Provided passage

§ §

4.   THE DEPUTY CHIEF ENGINEER CONSTRUCTION
     SOUTH WESTERN RAILWAY
     YADAVAGIRI
     MYSURU - 570 020

5.   KOTAK MAHINDAR BANK LTD.
     KEMPEGOWDA ROAD BRANCH
     K.G. ROAD
     BENGALURU - 560 009
                                               ...RESPONDENTS
      THIS COMMERCIAL APPEAL IS FILED UNDER SECTION
13(1-A) OF COMMERCIAL COURT ACT, 2015 R/W SECTION
3(1)(B) OF THE ARBITRATION AND CONCILIATION ACT, 1996
PRAYING TO SET ASIDE THE ORDER DATED 23.01.2026
PASSED BY HONBLE LXXXII ADDITIONAL CITY CIVIL AND
SESSIONS JUDGE, COMMERCIAL COURT, BENGALURU
(CCCH-83) IN COMA.A. NO.284/2025 & ETC.

§ §

Recorded data
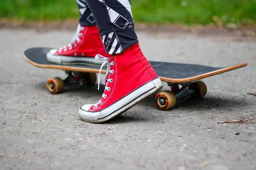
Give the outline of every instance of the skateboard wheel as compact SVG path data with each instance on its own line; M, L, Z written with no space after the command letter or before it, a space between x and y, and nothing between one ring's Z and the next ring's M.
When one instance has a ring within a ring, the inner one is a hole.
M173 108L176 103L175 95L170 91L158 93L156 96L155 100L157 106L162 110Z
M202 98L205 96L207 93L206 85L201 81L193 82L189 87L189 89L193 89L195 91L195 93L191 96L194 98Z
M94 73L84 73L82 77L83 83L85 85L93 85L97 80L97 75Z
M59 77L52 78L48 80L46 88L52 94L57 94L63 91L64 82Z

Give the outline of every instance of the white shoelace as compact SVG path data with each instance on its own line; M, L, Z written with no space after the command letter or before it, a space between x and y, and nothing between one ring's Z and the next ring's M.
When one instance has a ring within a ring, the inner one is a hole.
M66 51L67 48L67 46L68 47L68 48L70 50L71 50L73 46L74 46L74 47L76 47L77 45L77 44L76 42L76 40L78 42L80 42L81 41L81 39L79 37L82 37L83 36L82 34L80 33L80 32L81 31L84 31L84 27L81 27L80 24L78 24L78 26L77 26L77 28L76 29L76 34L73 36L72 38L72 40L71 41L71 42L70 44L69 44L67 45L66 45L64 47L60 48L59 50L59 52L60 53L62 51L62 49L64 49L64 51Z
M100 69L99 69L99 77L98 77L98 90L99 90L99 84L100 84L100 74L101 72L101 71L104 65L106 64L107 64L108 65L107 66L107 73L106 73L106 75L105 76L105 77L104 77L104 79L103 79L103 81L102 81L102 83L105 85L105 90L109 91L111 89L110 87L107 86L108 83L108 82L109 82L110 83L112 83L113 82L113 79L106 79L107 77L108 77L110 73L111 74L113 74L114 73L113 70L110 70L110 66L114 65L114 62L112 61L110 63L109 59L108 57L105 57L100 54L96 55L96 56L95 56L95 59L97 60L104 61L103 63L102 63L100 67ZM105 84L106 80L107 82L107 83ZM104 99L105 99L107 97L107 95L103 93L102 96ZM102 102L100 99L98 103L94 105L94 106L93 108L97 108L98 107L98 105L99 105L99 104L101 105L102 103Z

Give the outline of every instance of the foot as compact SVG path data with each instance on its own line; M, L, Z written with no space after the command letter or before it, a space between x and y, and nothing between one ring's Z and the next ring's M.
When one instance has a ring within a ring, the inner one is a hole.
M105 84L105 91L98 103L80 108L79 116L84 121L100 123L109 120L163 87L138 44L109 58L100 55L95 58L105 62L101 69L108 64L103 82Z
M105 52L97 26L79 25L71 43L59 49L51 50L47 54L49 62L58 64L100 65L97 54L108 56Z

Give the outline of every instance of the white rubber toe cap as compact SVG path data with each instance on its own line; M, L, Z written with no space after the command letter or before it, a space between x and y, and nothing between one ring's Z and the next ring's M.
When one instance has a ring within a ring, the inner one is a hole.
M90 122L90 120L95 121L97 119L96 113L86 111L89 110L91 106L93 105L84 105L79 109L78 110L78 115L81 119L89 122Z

§ §

What is asked
1 > From the appeal excerpt, quote the text starting with "KEMPEGOWDA ROAD BRANCH" and going on through "NO.284/2025 & ETC.".
2 > How would this sentence from the appeal excerpt read in Spanish: "THIS COMMERCIAL APPEAL IS FILED UNDER SECTION 13(1-A) OF COMMERCIAL COURT ACT, 2015 R/W SECTION 3(1)(B) OF THE ARBITRATION AND CONCILIATION ACT, 1996 PRAYING TO SET ASIDE THE ORDER DATED 23.01.2026 PASSED BY HONBLE LXXXII ADDITIONAL CITY CIVIL AND SESSIONS JUDGE, COMMERCIAL COURT, BENGALURU (CCCH-83) IN COMA.A. NO.284/2025 & ETC."?
The rows are separate from the appeal excerpt.

Solution set
1 >
KEMPEGOWDA ROAD BRANCH
     K.G. ROAD
     BENGALURU - 560 009
                                               ...RESPONDENTS
      THIS COMMERCIAL APPEAL IS FILED UNDER SECTION
13(1-A) OF COMMERCIAL COURT ACT, 2015 R/W SECTION
3(1)(B) OF THE ARBITRATION AND CONCILIATION ACT, 1996
PRAYING TO SET ASIDE THE ORDER DATED 23.01.2026
PASSED BY HONBLE LXXXII ADDITIONAL CITY CIVIL AND
SESSIONS JUDGE, COMMERCIAL COURT, BENGALURU
(CCCH-83) IN COMA.A. NO.284/2025 & ETC.

2 > Esta apelación comercial se interpone en virtud de la sección 13(1-A) de la Ley de Tribunales Comerciales de 2015, en relación con la sección 3(1)(B) de la Ley de Arbitraje y Conciliación de 1996, solicitando que se anule la orden de fecha 23.01.2026 dictada por el Honorable Juez LXXXII Adicional de lo Civil y de Sesiones de la Ciudad, Tribunal Comercial, Bengaluru (CCCH-83), en COMA.A. N.º 284/2025 y otros.